# The records start

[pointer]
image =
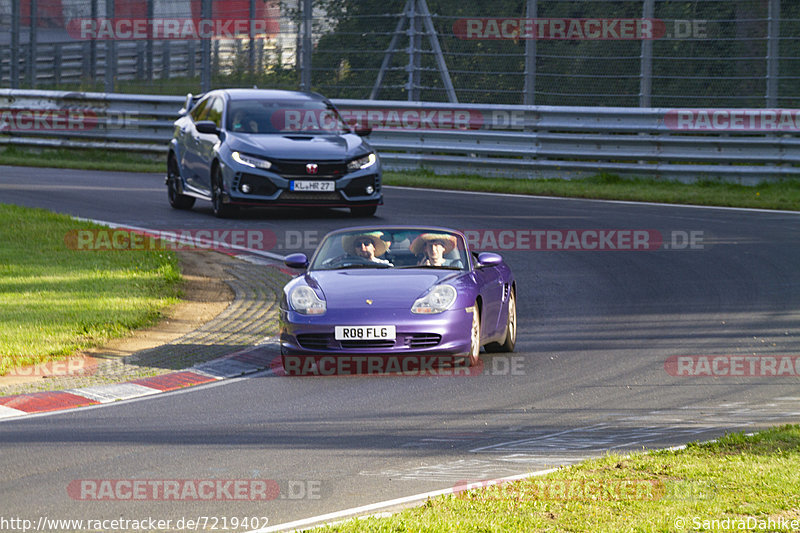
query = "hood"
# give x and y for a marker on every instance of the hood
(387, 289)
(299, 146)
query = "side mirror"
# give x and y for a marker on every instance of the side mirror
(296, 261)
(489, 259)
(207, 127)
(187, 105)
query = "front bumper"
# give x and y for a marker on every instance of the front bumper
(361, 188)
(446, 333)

# The records end
# The records start

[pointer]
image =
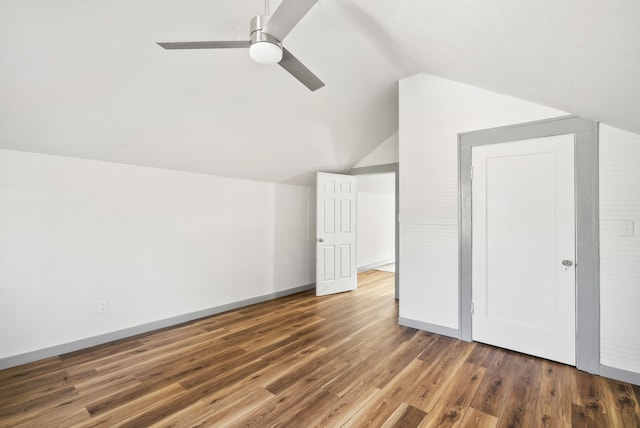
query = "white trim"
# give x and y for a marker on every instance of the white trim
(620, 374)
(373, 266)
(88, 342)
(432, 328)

# The records end
# The records start

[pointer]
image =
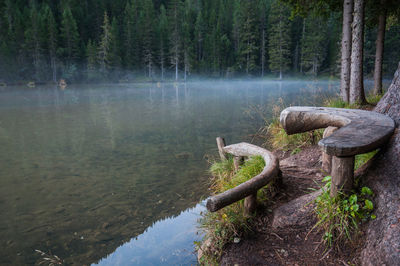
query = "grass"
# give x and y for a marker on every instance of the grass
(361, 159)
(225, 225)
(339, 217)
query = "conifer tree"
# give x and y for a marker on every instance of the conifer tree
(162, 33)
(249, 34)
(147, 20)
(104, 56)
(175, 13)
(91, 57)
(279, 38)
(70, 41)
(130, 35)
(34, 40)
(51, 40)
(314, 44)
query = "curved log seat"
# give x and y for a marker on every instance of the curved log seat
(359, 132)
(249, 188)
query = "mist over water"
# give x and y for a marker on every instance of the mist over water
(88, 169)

# The records end

=== Do this ===
Report each line above that contains the string "mist", copying every such line in full. Case counts when matching.

=== Full solution ===
query = "mist over water"
# give x and y for a marker on every instance of the mist over water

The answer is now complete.